INSTRUCTION – Can you write out everything in the Text-NGrammer package spec from "A n-gram is" down to "of a bigram.", word for word?

TEXT SECTION –
[start]

%define module_name Text-NGrammer
# BEGIN SourceDeps(oneline):
BuildRequires: perl(ExtUtils/MakeMaker.pm) perl(Lingua/Sentence.pm) perl(Module/Build.pm)
# END SourceDeps(oneline)
%define _unpackaged_files_terminate_build 1
BuildRequires: rpm-build-perl perl-devel perl-podlators

Name: perl-%module_name
Version: 0.06
Release: alt1
Summary: Pure Perl extraction of n-grams and skip-grams
Group: Development/Perl
License: perl
Url: %CPAN %module_name

Source0: http://mirror.yandex.ru/mirrors/cpan/authors/id/N/NI/NIDS/%{module_name}-%{version}.tar.gz
BuildArch: noarch

%description
The module provides a way to extract both n-grams and skip-grams from a text, a sentence or fro man array of tokens.

A n-gram is defines as an ordered sequence of tokens in a piece or text.  Some frequent n-grams such as 2-grams, are also called bigrams and they represent all the ordered pairs of words in a text.  For instance, the text "a rose is a flower" is composed by 4 bigrams: "a rose", "rose is", "is a", "a flower".

A skip-gram is defined as an ordered sequence of *n* tokens from a text with a predetermined interval *k*.  For instance, the skip-gram with n=2 and k=1 for a piece of text are all the sequences of tokens of length 2 with interval 1 between the tokens.  For instance, the text "a rose is a flower" is composed by 3 skip-grams with n=2 and k=1: "a is", "rose a", "is a", "is flower".  A skip-gram with k=0 is the same of a n-gram of the same size, e.g., a 2-skip-gram with k=0 is the same of a bigram.

A broader, and better, discussion on n-grams and skip-grams can be found at https://en.wikipedia.org/wiki/N-gram.

Behind the scenes, the module uses the the Lingua::Sentence manpage module to tokenize the text in such a way that the n-grams and skip-grams never go over the boundaries of the sentences.  The module provides also ways to extract the n-grams and skip-grams from sentences, i.e., without invoking the Lingua::Sentence manpage, or from an array of tokens if the application wants to make use of a custom tokenization for the text.  The language to be used for the sentencer must be specified in the constructor; if not present, English is used by default.

[end]

PROVIDED RECORDS –
[start]

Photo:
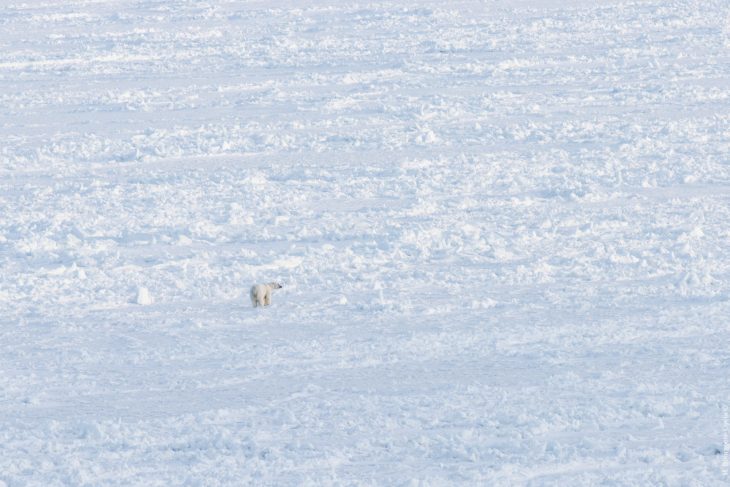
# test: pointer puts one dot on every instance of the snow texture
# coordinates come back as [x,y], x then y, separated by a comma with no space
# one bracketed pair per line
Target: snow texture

[end]

TASK RESULT –
A n-gram is defines as an ordered sequence of tokens in a piece or text.  Some frequent n-grams such as 2-grams, are also called bigrams and they represent all the ordered pairs of words in a text.  For instance, the text "a rose is a flower" is composed by 4 bigrams: "a rose", "rose is", "is a", "a flower".

A skip-gram is defined as an ordered sequence of *n* tokens from a text with a predetermined interval *k*.  For instance, the skip-gram with n=2 and k=1 for a piece of text are all the sequences of tokens of length 2 with interval 1 between the tokens.  For instance, the text "a rose is a flower" is composed by 3 skip-grams with n=2 and k=1: "a is", "rose a", "is a", "is flower".  A skip-gram with k=0 is the same of a n-gram of the same size, e.g., a 2-skip-gram with k=0 is the same of a bigram.